◆ **What to work on**
Leaving out the pictures, retype all the material exactly.

— begin —

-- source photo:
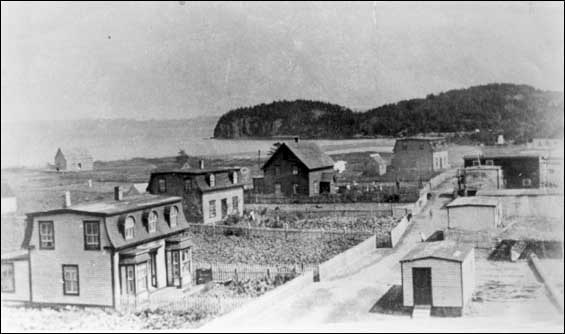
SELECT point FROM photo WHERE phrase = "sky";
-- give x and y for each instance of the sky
(183, 59)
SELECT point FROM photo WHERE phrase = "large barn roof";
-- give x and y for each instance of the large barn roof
(444, 250)
(309, 153)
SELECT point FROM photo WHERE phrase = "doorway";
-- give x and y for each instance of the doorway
(422, 284)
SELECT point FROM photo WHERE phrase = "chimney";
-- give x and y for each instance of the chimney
(67, 202)
(118, 193)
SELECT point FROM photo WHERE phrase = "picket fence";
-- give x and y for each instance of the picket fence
(222, 272)
(287, 233)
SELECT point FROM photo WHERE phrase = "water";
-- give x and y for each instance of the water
(34, 144)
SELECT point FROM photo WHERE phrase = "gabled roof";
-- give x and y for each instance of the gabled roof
(473, 201)
(309, 154)
(113, 207)
(444, 250)
(75, 153)
(6, 191)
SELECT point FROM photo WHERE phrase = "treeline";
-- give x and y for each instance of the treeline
(519, 112)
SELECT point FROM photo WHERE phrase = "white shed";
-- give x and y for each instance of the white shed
(440, 275)
(475, 213)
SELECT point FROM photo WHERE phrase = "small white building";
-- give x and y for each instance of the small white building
(439, 275)
(475, 213)
(9, 202)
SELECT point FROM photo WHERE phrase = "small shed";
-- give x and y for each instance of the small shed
(379, 164)
(475, 213)
(9, 202)
(440, 275)
(73, 159)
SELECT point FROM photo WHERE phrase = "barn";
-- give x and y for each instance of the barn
(438, 277)
(475, 213)
(73, 159)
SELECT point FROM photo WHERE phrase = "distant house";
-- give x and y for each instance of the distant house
(475, 178)
(73, 159)
(137, 189)
(520, 170)
(378, 163)
(419, 157)
(474, 213)
(107, 253)
(299, 168)
(438, 277)
(209, 194)
(9, 202)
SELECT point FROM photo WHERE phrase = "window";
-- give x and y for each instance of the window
(294, 170)
(173, 216)
(70, 279)
(130, 280)
(212, 208)
(8, 283)
(162, 185)
(129, 228)
(185, 261)
(46, 235)
(152, 222)
(141, 276)
(187, 185)
(91, 235)
(235, 204)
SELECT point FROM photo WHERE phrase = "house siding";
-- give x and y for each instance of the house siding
(94, 266)
(473, 218)
(218, 196)
(21, 281)
(415, 158)
(446, 282)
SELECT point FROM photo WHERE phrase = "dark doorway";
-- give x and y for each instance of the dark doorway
(224, 207)
(422, 282)
(325, 187)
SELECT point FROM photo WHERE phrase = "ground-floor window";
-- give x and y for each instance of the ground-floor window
(70, 279)
(8, 283)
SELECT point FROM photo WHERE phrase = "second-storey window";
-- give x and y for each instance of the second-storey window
(46, 235)
(129, 228)
(162, 186)
(235, 204)
(152, 222)
(91, 235)
(212, 208)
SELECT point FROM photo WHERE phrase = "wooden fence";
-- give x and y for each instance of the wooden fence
(183, 303)
(222, 272)
(286, 233)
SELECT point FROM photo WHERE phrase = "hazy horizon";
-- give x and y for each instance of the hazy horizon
(165, 60)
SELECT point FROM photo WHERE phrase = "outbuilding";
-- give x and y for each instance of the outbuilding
(439, 275)
(475, 213)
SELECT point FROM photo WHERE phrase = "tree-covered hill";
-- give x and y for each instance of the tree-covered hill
(519, 112)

— end —

◆ **Completed task**
-- source photo:
SELECT point FROM photo WHERE phrase = "sky";
-- give x and y for each instance of the sky
(183, 59)
SELECT point FROM photo WHERE phrase = "large barn roof";
-- give x and y for each instance of the large barn roof
(444, 250)
(309, 153)
SELECT point FROM photo WHERE phrase = "doorway";
-- give x and y for each instance of the doorway
(422, 284)
SELECT point FROM photo WHERE phrase = "chimney";
-- give x and y for each instance of the chimney
(67, 202)
(118, 193)
SELECT point FROM photo WHERE phrase = "picket fence";
-- give x and y for each instance of the picket fence
(222, 272)
(287, 233)
SELECT point FROM photo WHERE phrase = "water";
-- give x and y for each instance of the water
(34, 144)
SELECT point FROM photo WHERE phrase = "gabled roof";
-- give x and y for each instance of the gabled roof
(473, 201)
(309, 154)
(113, 207)
(444, 250)
(75, 153)
(6, 191)
SELECT point FROM photo WHERE phrase = "treeline";
-- give x and y for each instance of the treeline
(519, 112)
SELECT point FROM photo WHERE phrase = "white shed";
-- give x and y for each instance of the white shed
(440, 275)
(475, 213)
SELECT point FROM photo WHERE phrase = "small white building";
-- give x and y for each instance of the small white building
(439, 275)
(475, 213)
(9, 202)
SELECT point FROM photo WHERE phrase = "small shed";
-- give x and y for each instance of the small shed
(379, 164)
(475, 213)
(9, 202)
(440, 275)
(73, 159)
SELECT point FROM photo WHERE phrase = "barn";
-- give x and y for each instance of the barn
(438, 277)
(475, 213)
(73, 159)
SELECT point FROM photo WHERE phrase = "distant house";
-- give x and y for each instance of the distant house
(475, 178)
(73, 159)
(137, 189)
(520, 170)
(378, 163)
(419, 157)
(474, 213)
(107, 253)
(299, 168)
(438, 277)
(209, 194)
(9, 202)
SELECT point FROM photo WHERE phrase = "window";
-- give x and y for each instance of the window
(294, 170)
(173, 216)
(70, 279)
(130, 280)
(212, 208)
(8, 283)
(162, 185)
(129, 228)
(185, 261)
(46, 235)
(152, 222)
(141, 276)
(187, 185)
(91, 235)
(235, 204)
SELECT point FROM photo WHERE phrase = "house siding";
-- give x and y for each instance of the house siding
(94, 266)
(473, 218)
(218, 196)
(21, 281)
(415, 158)
(446, 282)
SELECT point FROM photo WHERE phrase = "dark doorway";
-- give x and y for each instance of the dark doorway
(224, 207)
(422, 282)
(325, 187)
SELECT point FROM photo WHERE phrase = "ground-floor window";
-- give x and y for each instance of the ground-floor window
(70, 279)
(8, 283)
SELECT point FROM photo WHERE phrase = "second-storey window";
-- give x and y for each instance of the second-storey window
(46, 235)
(129, 228)
(162, 186)
(235, 204)
(152, 222)
(91, 235)
(212, 208)
SELECT point FROM photo WHERE phrase = "wooden fence";
-- give x and y for each instance of the wooden fence
(183, 303)
(222, 272)
(286, 233)
SELECT point FROM photo WHERE phrase = "hazy horizon";
-- give x and y for each instance of the hazy horizon
(165, 60)
SELECT point FROM photo WHERE phrase = "outbuilding";
-- give x and y for each instance of the outbuilding
(439, 275)
(475, 213)
SELECT point FROM photo WHERE phrase = "tree-covered hill";
-- give x and y for each instance of the tree-covered hill
(519, 112)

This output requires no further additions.